## GOAL
Reproduce word for word the lines of the data starting at the line containing "Category: white window frame" and ending at the final line of the data, with both of those lines included.

Stored data entries
● ● ● ● ● ● ●
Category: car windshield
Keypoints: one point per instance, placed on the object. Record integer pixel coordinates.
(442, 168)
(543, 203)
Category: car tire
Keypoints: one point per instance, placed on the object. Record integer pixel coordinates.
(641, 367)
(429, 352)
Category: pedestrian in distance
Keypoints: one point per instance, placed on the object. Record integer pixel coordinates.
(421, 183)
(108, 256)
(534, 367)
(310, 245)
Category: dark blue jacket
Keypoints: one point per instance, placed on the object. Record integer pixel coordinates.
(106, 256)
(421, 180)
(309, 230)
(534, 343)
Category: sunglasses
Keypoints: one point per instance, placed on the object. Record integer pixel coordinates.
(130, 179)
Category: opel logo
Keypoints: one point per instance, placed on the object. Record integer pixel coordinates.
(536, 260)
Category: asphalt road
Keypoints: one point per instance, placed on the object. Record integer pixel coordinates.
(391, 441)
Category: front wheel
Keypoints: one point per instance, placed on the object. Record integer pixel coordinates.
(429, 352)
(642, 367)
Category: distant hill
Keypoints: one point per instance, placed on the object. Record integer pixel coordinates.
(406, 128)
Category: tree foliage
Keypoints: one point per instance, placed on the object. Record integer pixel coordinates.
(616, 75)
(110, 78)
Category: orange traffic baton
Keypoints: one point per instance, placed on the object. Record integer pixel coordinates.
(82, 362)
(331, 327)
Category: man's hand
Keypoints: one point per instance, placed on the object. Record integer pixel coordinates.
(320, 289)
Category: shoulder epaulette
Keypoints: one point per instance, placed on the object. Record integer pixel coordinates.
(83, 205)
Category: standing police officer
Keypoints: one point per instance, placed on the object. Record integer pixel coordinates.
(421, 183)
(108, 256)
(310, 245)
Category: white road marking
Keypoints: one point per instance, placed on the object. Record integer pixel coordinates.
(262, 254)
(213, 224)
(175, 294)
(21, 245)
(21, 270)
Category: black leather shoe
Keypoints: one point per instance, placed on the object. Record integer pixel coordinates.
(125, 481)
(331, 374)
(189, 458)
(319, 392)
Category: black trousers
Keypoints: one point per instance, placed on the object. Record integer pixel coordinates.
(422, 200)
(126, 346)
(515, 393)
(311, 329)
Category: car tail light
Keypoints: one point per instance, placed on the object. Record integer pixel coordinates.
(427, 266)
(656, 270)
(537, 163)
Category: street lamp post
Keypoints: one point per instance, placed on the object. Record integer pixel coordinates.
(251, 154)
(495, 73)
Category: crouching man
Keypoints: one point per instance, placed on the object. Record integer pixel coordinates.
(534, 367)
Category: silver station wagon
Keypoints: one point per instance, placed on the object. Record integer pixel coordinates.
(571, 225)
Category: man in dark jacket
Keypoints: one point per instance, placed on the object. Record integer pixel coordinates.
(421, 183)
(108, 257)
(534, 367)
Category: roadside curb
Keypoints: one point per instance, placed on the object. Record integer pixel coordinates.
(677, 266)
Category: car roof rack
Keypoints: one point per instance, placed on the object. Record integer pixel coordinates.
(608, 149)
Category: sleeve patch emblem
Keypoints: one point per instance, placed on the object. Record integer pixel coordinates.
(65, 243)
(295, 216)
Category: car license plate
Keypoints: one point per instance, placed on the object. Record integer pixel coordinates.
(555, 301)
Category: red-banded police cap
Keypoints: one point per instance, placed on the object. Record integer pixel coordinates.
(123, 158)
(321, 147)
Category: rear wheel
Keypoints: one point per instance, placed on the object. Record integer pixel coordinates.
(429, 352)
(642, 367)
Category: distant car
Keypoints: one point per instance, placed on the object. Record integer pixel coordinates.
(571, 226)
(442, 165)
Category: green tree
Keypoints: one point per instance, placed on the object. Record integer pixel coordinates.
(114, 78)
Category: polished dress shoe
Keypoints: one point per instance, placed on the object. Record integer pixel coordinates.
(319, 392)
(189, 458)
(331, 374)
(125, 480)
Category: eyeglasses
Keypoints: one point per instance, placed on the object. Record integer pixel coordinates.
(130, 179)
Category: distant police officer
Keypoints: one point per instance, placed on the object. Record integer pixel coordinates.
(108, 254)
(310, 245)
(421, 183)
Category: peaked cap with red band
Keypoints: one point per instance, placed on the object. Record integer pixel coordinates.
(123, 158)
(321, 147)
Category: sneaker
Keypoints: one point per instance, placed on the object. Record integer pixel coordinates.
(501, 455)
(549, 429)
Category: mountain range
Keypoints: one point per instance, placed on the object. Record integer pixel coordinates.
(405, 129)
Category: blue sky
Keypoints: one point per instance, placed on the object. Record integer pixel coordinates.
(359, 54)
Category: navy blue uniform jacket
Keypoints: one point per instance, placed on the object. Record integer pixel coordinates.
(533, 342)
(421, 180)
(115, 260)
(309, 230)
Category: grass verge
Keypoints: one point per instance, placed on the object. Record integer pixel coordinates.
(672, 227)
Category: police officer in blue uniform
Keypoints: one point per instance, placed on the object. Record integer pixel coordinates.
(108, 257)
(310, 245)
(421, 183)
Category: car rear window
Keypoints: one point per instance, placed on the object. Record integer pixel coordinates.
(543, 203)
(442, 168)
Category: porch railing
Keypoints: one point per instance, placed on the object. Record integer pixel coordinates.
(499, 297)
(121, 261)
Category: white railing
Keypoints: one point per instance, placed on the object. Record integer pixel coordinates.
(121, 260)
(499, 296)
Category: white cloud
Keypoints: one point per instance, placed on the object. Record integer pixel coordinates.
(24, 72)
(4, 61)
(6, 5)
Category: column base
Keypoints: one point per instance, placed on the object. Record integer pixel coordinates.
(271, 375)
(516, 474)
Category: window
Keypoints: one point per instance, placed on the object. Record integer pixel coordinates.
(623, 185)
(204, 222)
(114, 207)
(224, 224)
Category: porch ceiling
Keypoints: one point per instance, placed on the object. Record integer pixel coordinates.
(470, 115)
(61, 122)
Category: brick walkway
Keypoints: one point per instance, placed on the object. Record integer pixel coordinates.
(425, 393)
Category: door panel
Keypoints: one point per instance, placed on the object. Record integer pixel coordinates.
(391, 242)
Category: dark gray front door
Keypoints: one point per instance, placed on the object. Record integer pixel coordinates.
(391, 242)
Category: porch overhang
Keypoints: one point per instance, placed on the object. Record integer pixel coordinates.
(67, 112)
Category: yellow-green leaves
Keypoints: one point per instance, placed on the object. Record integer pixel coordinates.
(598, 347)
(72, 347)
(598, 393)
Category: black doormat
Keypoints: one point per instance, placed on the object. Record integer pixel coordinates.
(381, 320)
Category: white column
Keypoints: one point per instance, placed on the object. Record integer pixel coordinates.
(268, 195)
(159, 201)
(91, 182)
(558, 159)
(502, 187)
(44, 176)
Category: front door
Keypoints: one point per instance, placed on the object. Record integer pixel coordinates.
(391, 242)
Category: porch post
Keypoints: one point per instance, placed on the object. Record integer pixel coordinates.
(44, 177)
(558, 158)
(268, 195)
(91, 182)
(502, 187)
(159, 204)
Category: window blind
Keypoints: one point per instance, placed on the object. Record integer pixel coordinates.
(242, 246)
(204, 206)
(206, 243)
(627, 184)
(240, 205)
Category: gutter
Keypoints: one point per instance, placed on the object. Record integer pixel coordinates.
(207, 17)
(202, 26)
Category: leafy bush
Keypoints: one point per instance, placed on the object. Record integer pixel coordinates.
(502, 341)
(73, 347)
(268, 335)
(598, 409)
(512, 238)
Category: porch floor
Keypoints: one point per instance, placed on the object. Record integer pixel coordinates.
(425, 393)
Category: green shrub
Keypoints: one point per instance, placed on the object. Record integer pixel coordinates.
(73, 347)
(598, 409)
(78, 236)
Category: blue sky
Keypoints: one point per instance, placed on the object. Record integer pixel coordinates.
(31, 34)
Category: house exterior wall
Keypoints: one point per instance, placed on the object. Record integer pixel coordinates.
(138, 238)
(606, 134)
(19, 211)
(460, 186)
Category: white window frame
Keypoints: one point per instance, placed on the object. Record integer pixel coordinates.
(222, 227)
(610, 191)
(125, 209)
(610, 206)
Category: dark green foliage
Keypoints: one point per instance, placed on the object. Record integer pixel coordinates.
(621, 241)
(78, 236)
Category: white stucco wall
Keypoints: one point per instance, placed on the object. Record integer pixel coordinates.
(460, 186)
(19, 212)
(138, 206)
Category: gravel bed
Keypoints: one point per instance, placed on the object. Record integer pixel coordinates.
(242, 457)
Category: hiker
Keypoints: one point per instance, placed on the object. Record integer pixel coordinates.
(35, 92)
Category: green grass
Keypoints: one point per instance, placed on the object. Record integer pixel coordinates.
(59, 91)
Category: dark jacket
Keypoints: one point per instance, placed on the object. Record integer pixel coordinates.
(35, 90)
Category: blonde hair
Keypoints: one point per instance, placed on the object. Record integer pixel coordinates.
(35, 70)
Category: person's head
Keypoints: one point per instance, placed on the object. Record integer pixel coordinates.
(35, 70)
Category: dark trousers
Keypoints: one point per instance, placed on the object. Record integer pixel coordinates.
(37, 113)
● ● ● ● ● ● ●
## ANSWER FOR THIS EXERCISE
Category: white window frame
Keypoints: one point per instance, placed on the object. Record integer pixel coordinates.
(222, 227)
(610, 191)
(125, 209)
(610, 206)
Category: dark green foliage
Keypoints: one point per instance, placed on the object. Record integer pixel coordinates.
(621, 241)
(78, 236)
Category: white stucco wall
Keypoints: one point per instance, placed on the object. Record integer pixel coordinates.
(460, 186)
(19, 212)
(138, 206)
Category: gravel bed
Keypoints: one point per instance, placed on the object. Record integer pixel coordinates.
(242, 457)
Category: hiker
Keypoints: one point per instance, placed on the object. Record integer pixel coordinates.
(35, 92)
Category: green grass
Keypoints: one point per instance, placed on the object. Record integer pixel coordinates.
(59, 91)
Category: dark jacket
Keypoints: one point per instance, placed on the object. Record integer pixel coordinates.
(35, 90)
Category: blonde hair
Keypoints: one point per instance, placed on the object. Record integer pixel coordinates.
(35, 70)
Category: person's head
Keypoints: one point per instance, placed on the object. Record integer pixel coordinates.
(35, 70)
Category: dark trousers
Keypoints: one point per instance, placed on the object. Record integer pixel coordinates.
(37, 113)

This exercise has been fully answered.